- About this task -
Replace "negative clicks" with "background clicks" in the text lines of every item below. Keep everything else the same, and omit the pictures from your answer.

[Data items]
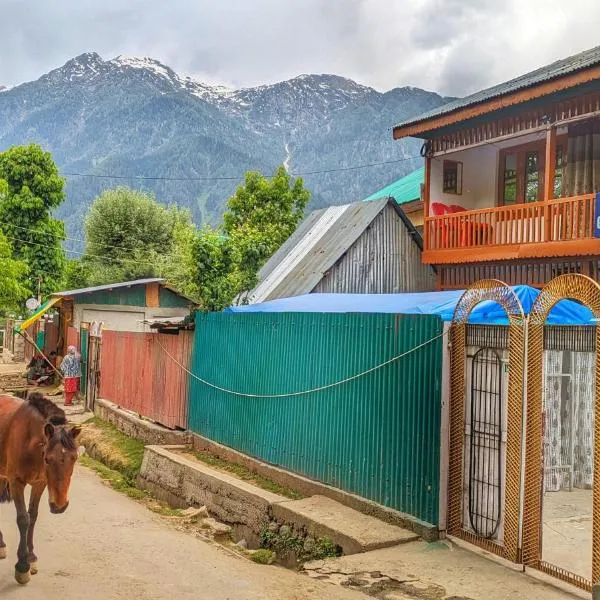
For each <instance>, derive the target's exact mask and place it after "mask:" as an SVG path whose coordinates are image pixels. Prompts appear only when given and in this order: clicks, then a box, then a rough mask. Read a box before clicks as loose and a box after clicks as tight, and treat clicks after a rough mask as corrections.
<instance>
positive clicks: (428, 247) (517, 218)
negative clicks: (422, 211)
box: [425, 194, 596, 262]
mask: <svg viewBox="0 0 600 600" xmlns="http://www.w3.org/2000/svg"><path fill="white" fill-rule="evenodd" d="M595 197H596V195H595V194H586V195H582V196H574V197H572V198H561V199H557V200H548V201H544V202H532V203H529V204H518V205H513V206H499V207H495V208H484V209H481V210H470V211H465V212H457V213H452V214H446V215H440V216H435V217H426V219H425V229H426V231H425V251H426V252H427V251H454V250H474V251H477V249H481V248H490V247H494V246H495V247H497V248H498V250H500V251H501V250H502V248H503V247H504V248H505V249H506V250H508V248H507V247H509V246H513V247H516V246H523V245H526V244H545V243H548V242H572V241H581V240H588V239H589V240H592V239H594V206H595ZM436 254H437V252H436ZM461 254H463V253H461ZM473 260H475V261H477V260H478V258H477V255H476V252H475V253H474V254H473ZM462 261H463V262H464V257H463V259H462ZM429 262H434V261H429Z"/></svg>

- Answer for this exercise -
For each <instance>, derive the target's exact mask and place it after "mask:" as an SVG path whose coordinates are image pixels. Prompts appear only when given and in this order: clicks, then a box, then a rough mask. Read a box before clicks as loose and a box after clicks as tight, and treat clicks after a rough mask as corrections.
<instance>
positive clicks: (428, 247) (517, 218)
background clicks: (422, 211)
box: [425, 194, 596, 262]
mask: <svg viewBox="0 0 600 600" xmlns="http://www.w3.org/2000/svg"><path fill="white" fill-rule="evenodd" d="M595 197H596V195H595V194H586V195H582V196H574V197H572V198H561V199H557V200H548V201H544V202H532V203H529V204H518V205H513V206H499V207H495V208H484V209H481V210H470V211H465V212H457V213H452V214H446V215H440V216H435V217H426V219H425V229H426V231H425V251H426V252H427V251H454V250H474V251H477V249H481V248H490V247H494V246H495V247H497V248H498V250H500V251H501V250H502V248H503V247H504V248H505V249H506V250H508V248H507V247H509V246H513V247H516V246H523V245H526V244H545V243H548V242H572V241H581V240H588V239H589V240H592V239H594V206H595ZM436 254H437V252H436ZM461 254H463V253H461ZM473 260H475V261H477V260H478V258H477V255H476V252H475V253H474V254H473ZM462 261H463V262H464V257H463V259H462ZM429 262H434V261H429Z"/></svg>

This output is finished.